• [EXERCISE DETAILS]: Nothing in the entries should be altered. Write them out in full.

• [DATA EXTRACTS]:
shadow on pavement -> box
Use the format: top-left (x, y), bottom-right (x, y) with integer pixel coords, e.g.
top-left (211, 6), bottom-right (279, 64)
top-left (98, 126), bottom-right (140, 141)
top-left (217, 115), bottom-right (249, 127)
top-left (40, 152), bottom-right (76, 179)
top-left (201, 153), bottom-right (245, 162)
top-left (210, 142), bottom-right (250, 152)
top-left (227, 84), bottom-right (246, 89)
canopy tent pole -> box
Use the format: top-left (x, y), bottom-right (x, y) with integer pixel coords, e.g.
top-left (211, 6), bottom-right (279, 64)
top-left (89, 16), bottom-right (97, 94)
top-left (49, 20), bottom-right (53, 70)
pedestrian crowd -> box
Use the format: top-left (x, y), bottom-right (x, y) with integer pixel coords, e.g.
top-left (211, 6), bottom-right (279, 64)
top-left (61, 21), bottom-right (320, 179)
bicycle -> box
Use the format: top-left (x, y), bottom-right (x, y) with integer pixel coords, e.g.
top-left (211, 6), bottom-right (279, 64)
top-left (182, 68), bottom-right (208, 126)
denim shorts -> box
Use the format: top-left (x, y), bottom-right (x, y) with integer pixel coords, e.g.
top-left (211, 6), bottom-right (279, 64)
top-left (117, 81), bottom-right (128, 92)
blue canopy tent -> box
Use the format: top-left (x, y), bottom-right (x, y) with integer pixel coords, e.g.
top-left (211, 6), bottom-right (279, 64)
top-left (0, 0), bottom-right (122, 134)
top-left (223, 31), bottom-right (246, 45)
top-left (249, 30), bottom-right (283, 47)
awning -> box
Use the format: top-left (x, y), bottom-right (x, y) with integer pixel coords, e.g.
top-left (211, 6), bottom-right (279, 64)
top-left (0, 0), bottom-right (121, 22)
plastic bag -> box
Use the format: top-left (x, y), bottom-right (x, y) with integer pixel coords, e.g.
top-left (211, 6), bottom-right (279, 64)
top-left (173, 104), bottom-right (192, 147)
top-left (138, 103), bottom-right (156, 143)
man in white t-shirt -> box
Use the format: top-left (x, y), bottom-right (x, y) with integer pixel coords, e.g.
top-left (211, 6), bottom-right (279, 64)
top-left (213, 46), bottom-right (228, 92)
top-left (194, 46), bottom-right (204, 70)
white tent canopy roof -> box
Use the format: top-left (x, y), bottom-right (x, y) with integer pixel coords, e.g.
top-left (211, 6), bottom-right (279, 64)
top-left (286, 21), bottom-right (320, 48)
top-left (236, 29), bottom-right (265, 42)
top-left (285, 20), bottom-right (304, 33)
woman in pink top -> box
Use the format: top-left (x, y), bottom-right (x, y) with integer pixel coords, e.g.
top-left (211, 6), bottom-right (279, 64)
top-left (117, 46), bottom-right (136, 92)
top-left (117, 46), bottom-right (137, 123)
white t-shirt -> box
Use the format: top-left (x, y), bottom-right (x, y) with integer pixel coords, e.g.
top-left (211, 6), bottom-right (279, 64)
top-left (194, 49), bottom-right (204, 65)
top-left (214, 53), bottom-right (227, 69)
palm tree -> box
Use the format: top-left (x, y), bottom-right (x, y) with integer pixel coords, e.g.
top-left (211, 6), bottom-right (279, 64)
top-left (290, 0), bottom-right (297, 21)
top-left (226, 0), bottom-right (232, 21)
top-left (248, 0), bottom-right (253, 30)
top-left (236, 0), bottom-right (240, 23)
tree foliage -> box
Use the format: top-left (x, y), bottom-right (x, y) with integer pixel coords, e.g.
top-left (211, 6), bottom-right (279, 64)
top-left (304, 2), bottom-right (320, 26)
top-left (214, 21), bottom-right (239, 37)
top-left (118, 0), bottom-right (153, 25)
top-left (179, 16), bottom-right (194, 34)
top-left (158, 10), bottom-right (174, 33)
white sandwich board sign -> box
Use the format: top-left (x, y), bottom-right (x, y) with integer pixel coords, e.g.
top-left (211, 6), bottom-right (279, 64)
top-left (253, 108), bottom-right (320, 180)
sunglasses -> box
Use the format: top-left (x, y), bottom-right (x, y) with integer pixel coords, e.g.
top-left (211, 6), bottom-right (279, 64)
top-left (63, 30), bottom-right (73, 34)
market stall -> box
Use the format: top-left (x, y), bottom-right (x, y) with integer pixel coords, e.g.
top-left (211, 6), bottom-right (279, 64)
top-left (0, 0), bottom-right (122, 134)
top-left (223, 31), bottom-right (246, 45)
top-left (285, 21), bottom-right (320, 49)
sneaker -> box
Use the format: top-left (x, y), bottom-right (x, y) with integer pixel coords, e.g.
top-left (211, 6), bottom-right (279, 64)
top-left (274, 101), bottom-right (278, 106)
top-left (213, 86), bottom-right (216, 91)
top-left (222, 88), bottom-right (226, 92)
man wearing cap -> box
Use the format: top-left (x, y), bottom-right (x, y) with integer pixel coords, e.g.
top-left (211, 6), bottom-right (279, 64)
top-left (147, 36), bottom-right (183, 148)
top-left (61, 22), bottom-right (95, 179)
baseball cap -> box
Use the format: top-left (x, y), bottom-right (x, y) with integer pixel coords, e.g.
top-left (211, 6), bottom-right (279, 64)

• [WORKED SOLUTION]:
shadow on pavement -> box
Use the format: top-left (x, y), bottom-right (x, y) with integer pixel coords, e.g.
top-left (211, 6), bottom-right (279, 64)
top-left (98, 126), bottom-right (140, 141)
top-left (217, 115), bottom-right (249, 127)
top-left (40, 152), bottom-right (76, 179)
top-left (201, 153), bottom-right (245, 162)
top-left (210, 142), bottom-right (250, 152)
top-left (227, 84), bottom-right (246, 89)
canopy tent pole -> box
Use the format: top-left (x, y), bottom-right (x, y) with integer pixel coords, e.g.
top-left (211, 6), bottom-right (279, 64)
top-left (89, 16), bottom-right (97, 94)
top-left (49, 20), bottom-right (53, 70)
pedestrian crowd -> box
Use the format: top-left (x, y), bottom-right (x, y) with integer pixel coords, e.g.
top-left (211, 6), bottom-right (279, 64)
top-left (61, 21), bottom-right (320, 179)
bicycle -> box
Use the format: top-left (x, y), bottom-right (x, y) with integer pixel coords, e.g.
top-left (211, 6), bottom-right (279, 64)
top-left (182, 68), bottom-right (208, 126)
denim shorts -> box
Use the format: top-left (x, y), bottom-right (x, y) with integer pixel coords, e.g.
top-left (211, 6), bottom-right (279, 64)
top-left (117, 81), bottom-right (128, 92)
blue canopy tent -> box
Use the format: top-left (x, y), bottom-right (x, y) with integer pixel coords, e.g.
top-left (211, 6), bottom-right (279, 64)
top-left (0, 0), bottom-right (122, 134)
top-left (223, 31), bottom-right (246, 45)
top-left (249, 30), bottom-right (283, 47)
awning -> box
Use the format: top-left (x, y), bottom-right (x, y) with integer pixel coords, e.g.
top-left (211, 6), bottom-right (279, 64)
top-left (0, 0), bottom-right (121, 22)
plastic bag -> box
Use the format: top-left (x, y), bottom-right (x, y) with integer pixel coords, e.g.
top-left (211, 6), bottom-right (279, 64)
top-left (173, 104), bottom-right (192, 147)
top-left (138, 103), bottom-right (156, 143)
man in white t-shirt -> box
Use the format: top-left (x, y), bottom-right (x, y) with integer pixel coords, e.g.
top-left (211, 6), bottom-right (279, 64)
top-left (213, 46), bottom-right (228, 92)
top-left (194, 46), bottom-right (204, 70)
white tent canopy roof -> box
Use the format: top-left (x, y), bottom-right (x, y) with integer pixel coords, e.g.
top-left (211, 6), bottom-right (279, 64)
top-left (286, 21), bottom-right (320, 48)
top-left (236, 29), bottom-right (265, 42)
top-left (285, 20), bottom-right (304, 33)
woman in pink top -> box
Use the format: top-left (x, y), bottom-right (x, y) with integer pixel coords, e.g.
top-left (211, 6), bottom-right (279, 64)
top-left (117, 46), bottom-right (136, 92)
top-left (117, 46), bottom-right (137, 123)
white t-shirt -> box
Use the format: top-left (x, y), bottom-right (x, y) with integer pixel coords, e.g.
top-left (211, 6), bottom-right (279, 64)
top-left (194, 49), bottom-right (204, 65)
top-left (214, 53), bottom-right (227, 69)
palm tree -> box
Use the format: top-left (x, y), bottom-right (x, y) with integer pixel coords, e.g.
top-left (211, 6), bottom-right (279, 64)
top-left (290, 0), bottom-right (297, 21)
top-left (226, 0), bottom-right (232, 21)
top-left (248, 0), bottom-right (253, 30)
top-left (236, 0), bottom-right (240, 23)
tree foliage -> box
Use the format: top-left (x, y), bottom-right (x, y) with integer pixel coords, e.g.
top-left (211, 6), bottom-right (279, 64)
top-left (304, 2), bottom-right (320, 26)
top-left (214, 21), bottom-right (239, 37)
top-left (118, 0), bottom-right (153, 25)
top-left (179, 16), bottom-right (194, 34)
top-left (158, 10), bottom-right (174, 33)
white sandwich board sign -> box
Use the format: top-left (x, y), bottom-right (x, y) with integer pixel coords, e.g.
top-left (211, 6), bottom-right (279, 64)
top-left (253, 108), bottom-right (320, 180)
sunglasses -> box
Use the format: top-left (x, y), bottom-right (x, y) with integer pixel coords, e.g.
top-left (211, 6), bottom-right (279, 64)
top-left (63, 30), bottom-right (73, 34)
market stall -> box
Use the format: top-left (x, y), bottom-right (x, y) with integer pixel coords, e.g.
top-left (211, 6), bottom-right (279, 64)
top-left (0, 0), bottom-right (122, 134)
top-left (223, 31), bottom-right (246, 45)
top-left (285, 21), bottom-right (320, 49)
sneaker -> box
Use the format: top-left (x, y), bottom-right (x, y) with integer pixel coords, e.g.
top-left (211, 6), bottom-right (279, 64)
top-left (274, 101), bottom-right (278, 106)
top-left (213, 86), bottom-right (216, 91)
top-left (222, 88), bottom-right (226, 92)
man wearing cap -> box
Use the format: top-left (x, y), bottom-right (x, y) with integer pixel coords, e.g.
top-left (211, 6), bottom-right (279, 64)
top-left (147, 36), bottom-right (183, 148)
top-left (61, 22), bottom-right (95, 179)
baseball cap -> box
Use the format: top-left (x, y), bottom-right (x, y) with integer pixel coords, e.g.
top-left (211, 6), bottom-right (279, 64)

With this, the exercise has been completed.